> GIVEN TASK 1
Copy out the lines of the listing below, from the line containing "A single point marks each instance of the sea" through the end of the listing, including both ends. Leave the pictures out of your copy.

The distillery, in 2016, won Best Distillery Tour in the Distillery Experience Awards run by Drinks International, as well as Distillery Master award for Consumer Experience from the Spirits Business organisation.

On May 27, 2024, the Cotswolds Distillery was named the most popular whisky distillery in Great Britain and Ireland by the Cask Connoisseur 2024 Whisky Index.

== Collaborations ==
In 2024, the distillery collaborated with Highgrove to produce a limited-edition English single malt whisky made using heritage Plumage Archer barley grown at the Highgrove Estate. Further collaborative releases followed in subsequent years.

== Awards ==

=== Distillery ===
Both the Cotswolds Distillery gin and whisky has been well received and accredited, with both winning a multitude of awards in various competition.

The distillery's core range of products has performed excellently, as well as subsequent releases winning medals at competitions including the San Francisco World Spirits Competition and the International Wine & Spirit Competition.

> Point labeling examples

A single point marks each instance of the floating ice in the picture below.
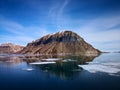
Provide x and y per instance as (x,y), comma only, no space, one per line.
(52,59)
(110,68)
(42,62)
(28,69)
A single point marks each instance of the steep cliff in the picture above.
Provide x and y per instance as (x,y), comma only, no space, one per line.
(10,48)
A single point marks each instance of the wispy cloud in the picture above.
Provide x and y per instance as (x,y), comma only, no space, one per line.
(56,13)
(102,32)
(20,34)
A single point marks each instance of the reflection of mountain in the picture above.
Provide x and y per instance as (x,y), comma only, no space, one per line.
(66,42)
(65,68)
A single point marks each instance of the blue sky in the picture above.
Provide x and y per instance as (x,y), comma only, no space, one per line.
(97,21)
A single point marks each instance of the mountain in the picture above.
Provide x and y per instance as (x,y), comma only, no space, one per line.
(10,48)
(66,42)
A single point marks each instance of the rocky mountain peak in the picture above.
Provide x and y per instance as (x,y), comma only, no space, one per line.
(10,48)
(65,36)
(66,42)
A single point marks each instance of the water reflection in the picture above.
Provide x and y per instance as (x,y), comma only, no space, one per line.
(64,66)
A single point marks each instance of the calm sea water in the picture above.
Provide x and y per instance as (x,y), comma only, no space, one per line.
(60,72)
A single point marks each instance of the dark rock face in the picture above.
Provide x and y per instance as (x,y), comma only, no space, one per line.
(10,48)
(66,42)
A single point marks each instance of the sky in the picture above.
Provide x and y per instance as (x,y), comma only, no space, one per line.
(97,21)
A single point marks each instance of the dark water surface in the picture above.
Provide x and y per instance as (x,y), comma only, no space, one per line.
(60,72)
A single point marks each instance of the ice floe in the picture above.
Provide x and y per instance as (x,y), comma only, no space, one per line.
(52,59)
(42,63)
(110,68)
(28,69)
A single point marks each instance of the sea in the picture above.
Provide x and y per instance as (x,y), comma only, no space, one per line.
(60,72)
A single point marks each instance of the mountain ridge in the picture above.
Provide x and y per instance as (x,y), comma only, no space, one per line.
(66,42)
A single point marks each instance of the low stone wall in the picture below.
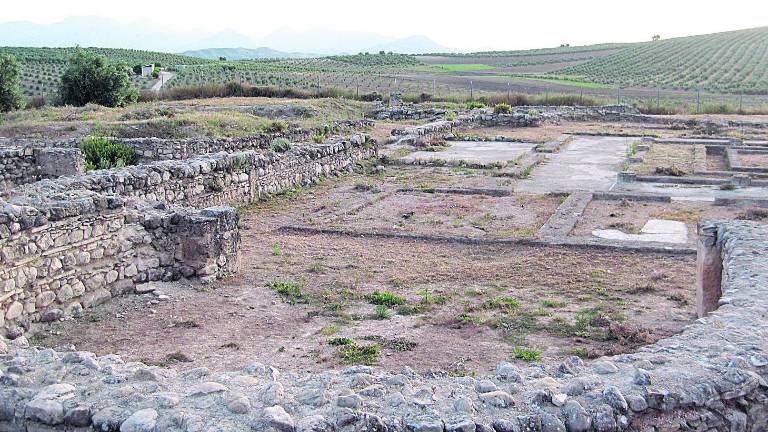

> GIVEN TASK 2
Translate this sentence from the text about the Cotswolds Distillery above into Spanish: "On May 27, 2024, the Cotswolds Distillery was named the most popular whisky distillery in Great Britain and Ireland by the Cask Connoisseur 2024 Whisky Index."

> EXERCISE RESULT 1
A single point marks each instance of the sea in the picture above.
Provide x and y per instance as (x,y), comma only, no space, one per line.
(60,72)
A single point marks each instance of the mountain ridge in the picture above.
Provide x and y per instance as (x,y), comma only, no space, one per line.
(66,42)
A single point marks each instance of the low stone wall in the picture below.

> EXERCISE RESULT 2
El 27 de mayo de 2024, la Cotswolds Distillery fue nombrada la destilería de whisky más popular de Gran Bretaña e Irlanda por el Cask Connoisseur 2024 Whisky Index.